## Extrait du document
Si cette analyse ne prend pas en compte le coût de leurs investissements en recherche et développement, cela n’enlève rien aux profits faramineux que réalisent les groupes pharmaceutiques. En 2021, Pfizer devrait réaliser un chiffre d’affaires proche de 80 milliards d’euros. Il pourra remercier la France pour qui le surcoût est évalué à 4,6 milliards d’euros. Selon Oxfam, ces pratiques tarifaires sont un scandale à la fois pour les pays riches, puisque ce sont leurs contribuables qui paieront la facture, mais aussi et surtout pour les pays pauvres.

Nicolas Vercken, directeur des campagnes et du plaidoyer d’Oxfam France, dénonce les monopoles des Big Pharma qui creusent les inégalités et appelle à la levée des brevets.

## Consignes
1 - Traduisez en anglais cette phrase de l’extrait sur les pratiques tarifaires des groupes pharmaceutiques : « En 2021, Pfizer devrait réaliser un chiffre d’affaires proche de 80 milliards d’euros. »
2 - Prolongez de quelques phrases l’extrait sur les pratiques tarifaires des groupes pharmaceutiques, en reprenant après sa dernière phrase.
La consultation des données n’est pas nécessaire.

## Données répertoriées
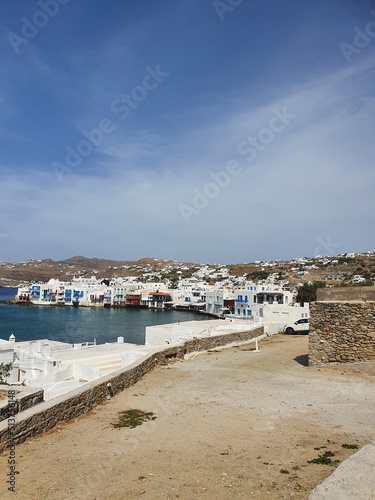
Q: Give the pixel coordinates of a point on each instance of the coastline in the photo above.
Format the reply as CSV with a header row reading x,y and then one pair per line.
x,y
228,421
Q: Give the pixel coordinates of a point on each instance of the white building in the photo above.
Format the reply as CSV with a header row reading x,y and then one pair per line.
x,y
268,302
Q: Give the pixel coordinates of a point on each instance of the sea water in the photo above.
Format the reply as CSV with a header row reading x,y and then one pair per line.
x,y
82,324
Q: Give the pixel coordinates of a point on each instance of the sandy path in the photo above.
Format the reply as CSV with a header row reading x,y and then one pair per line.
x,y
227,423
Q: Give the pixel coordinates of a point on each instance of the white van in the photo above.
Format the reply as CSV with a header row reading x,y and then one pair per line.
x,y
300,326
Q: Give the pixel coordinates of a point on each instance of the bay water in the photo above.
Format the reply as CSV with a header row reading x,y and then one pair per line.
x,y
82,324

## Réponses par consigne
1 - In 2021, Pfizer is expected to generate revenue of nearly 80 billion euros.

2 -
Tandis qu’en France plus de 50% des Français ont désormais reçu les deux injections, l’épidémie explose dans des pays du Sud comme le Sénégal ou la Tunisie faute de vaccins. Qu’est-ce que cela vous inspire ?

Actuellement nous avons des Etats et des contribuables qui paient beaucoup plus cher l’accès au vaccin qu’ils ne le devraient. Et globalement une humanité qui ne gère pas bien sa réponse collective. On laisse des pans entiers de la planète sans vaccin, avec la capacité pour le virus de muter. Si, en France et dans les autres pays du G7, on aura théoriquement fini de vacciner la population d’ici fin janvier 2022, ce sera sur la base des virus initiaux et vaccins initiaux.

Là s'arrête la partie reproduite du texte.